Exercise A → Show every line of the records that contains the string "flamingo". Case counts.

Excerpted passage →
---+---
Sources: Fidelity Orders Caused NYSE Glitch
By Aaron L. Task Editor at Large 6/28/2007 3:09 PM EDT
Sources have told TheStreet.com that an order from Fidelity Investments caused shares of Wyeth (WYE - Cramer's Take - Stockpickr - Rating), AT&T (T - Cramer's Take - Stockpickr - Rating) and Jeffries (JEF - Cramer's Take - Stockpickr - Rating) to be halted this morning on the New York Stock Exchange as specialists identified what they considered erroneous trades. The shares have since reopened.
Sources say Fidelity Investments was acting as the sponsoring broker for a third party, National Financial Services, which is a unit of the mutual fund giant.
Fidelity has not returned calls seeking comment.
My understanding is there was a 100 stock buy program at the open this morning that kept replicating itself, resulting in the following orders which raised the eyebrows of NYSE specialists:
50,000 orders of WYE for 800 shares each, a total of 40 million shares;
25,000 orders of AT&T for 1000 shares each, a total of 25 million shares;
6,000 orders of Jeffries for approximately 667 each, totaling 4 million shares. It was the roughly four million share order for Jeffries that really caught the attention of the NYSE specialists and operations managers; the brokerage firm's average daily volume for the past 30 days is 3.4 million.
"Floor professionals recognized the problem before trading began, thus avoiding trading at incorrect prices on the NYSE," the exchange said in a statement.
"This speaks well to our market model as the specialists detected erroneous orders and prevented a lot of money from being lost," adds an NYSE spokesman.
---+---
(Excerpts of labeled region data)
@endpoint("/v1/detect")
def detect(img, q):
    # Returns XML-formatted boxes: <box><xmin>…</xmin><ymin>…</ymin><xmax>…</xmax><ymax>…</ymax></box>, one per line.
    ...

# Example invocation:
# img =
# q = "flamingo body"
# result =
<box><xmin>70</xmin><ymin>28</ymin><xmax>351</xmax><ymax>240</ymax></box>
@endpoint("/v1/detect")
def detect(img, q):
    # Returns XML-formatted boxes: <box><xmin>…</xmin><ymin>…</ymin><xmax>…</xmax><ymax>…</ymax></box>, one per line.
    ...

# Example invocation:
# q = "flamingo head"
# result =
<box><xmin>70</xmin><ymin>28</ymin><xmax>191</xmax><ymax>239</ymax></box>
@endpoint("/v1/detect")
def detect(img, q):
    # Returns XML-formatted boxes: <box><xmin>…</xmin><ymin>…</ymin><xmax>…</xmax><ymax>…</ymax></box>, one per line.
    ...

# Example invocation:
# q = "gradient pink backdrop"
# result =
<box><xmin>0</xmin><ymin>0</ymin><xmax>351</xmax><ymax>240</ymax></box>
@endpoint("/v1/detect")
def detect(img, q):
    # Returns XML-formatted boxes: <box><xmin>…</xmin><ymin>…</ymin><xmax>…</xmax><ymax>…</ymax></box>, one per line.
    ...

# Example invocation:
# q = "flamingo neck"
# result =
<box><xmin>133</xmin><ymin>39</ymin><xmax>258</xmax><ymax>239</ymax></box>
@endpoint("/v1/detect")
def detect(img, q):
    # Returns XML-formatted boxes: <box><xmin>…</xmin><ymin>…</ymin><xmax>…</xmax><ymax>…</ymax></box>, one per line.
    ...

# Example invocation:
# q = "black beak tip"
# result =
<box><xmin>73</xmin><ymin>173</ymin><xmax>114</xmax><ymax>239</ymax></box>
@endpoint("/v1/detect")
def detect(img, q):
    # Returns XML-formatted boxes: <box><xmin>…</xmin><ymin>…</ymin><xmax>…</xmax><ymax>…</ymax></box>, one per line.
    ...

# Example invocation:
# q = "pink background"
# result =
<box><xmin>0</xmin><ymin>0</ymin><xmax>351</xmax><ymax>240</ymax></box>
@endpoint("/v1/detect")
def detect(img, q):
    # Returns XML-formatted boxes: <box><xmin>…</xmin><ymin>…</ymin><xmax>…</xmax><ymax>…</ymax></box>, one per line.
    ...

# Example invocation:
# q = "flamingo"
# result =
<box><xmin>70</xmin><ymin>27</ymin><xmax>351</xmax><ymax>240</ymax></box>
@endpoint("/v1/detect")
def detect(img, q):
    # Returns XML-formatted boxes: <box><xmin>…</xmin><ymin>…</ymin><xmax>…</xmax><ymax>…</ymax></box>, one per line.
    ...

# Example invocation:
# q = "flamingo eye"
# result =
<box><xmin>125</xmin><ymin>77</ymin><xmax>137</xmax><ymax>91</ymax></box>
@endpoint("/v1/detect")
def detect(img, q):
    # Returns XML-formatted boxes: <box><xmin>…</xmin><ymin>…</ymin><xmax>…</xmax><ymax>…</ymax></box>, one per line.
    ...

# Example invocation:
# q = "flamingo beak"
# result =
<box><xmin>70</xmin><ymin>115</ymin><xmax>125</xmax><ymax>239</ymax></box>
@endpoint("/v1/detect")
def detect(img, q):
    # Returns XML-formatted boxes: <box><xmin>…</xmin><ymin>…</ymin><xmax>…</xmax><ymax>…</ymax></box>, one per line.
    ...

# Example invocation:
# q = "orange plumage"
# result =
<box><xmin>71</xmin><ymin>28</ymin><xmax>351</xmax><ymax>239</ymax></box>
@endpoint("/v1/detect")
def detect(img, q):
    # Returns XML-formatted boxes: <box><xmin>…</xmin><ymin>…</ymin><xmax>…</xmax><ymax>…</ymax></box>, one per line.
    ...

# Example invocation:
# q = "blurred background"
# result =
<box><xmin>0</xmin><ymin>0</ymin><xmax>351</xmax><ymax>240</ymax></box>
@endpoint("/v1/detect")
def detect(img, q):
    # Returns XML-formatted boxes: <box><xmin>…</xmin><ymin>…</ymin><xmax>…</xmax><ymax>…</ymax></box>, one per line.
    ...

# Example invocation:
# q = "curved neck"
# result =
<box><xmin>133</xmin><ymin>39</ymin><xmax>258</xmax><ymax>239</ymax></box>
---+---
Exercise B → In the article on the NYSE glitch, substitute "floor traders" for "specialists" and write out the text from "Fidelity has not" up to and including "in a statement.".

Written answer A →
# q = "flamingo body"
# q = "flamingo head"
# q = "flamingo neck"
# q = "flamingo"
# q = "flamingo eye"
# q = "flamingo beak"

Written answer B →
Fidelity has not returned calls seeking comment.
My understanding is there was a 100 stock buy program at the open this morning that kept replicating itself, resulting in the following orders which raised the eyebrows of NYSE floor traders:
50,000 orders of WYE for 800 shares each, a total of 40 million shares;
25,000 orders of AT&T for 1000 shares each, a total of 25 million shares;
6,000 orders of Jeffries for approximately 667 each, totaling 4 million shares. It was the roughly four million share order for Jeffries that really caught the attention of the NYSE floor traders and operations managers; the brokerage firm's average daily volume for the past 30 days is 3.4 million.
"Floor professionals recognized the problem before trading began, thus avoiding trading at incorrect prices on the NYSE," the exchange said in a statement.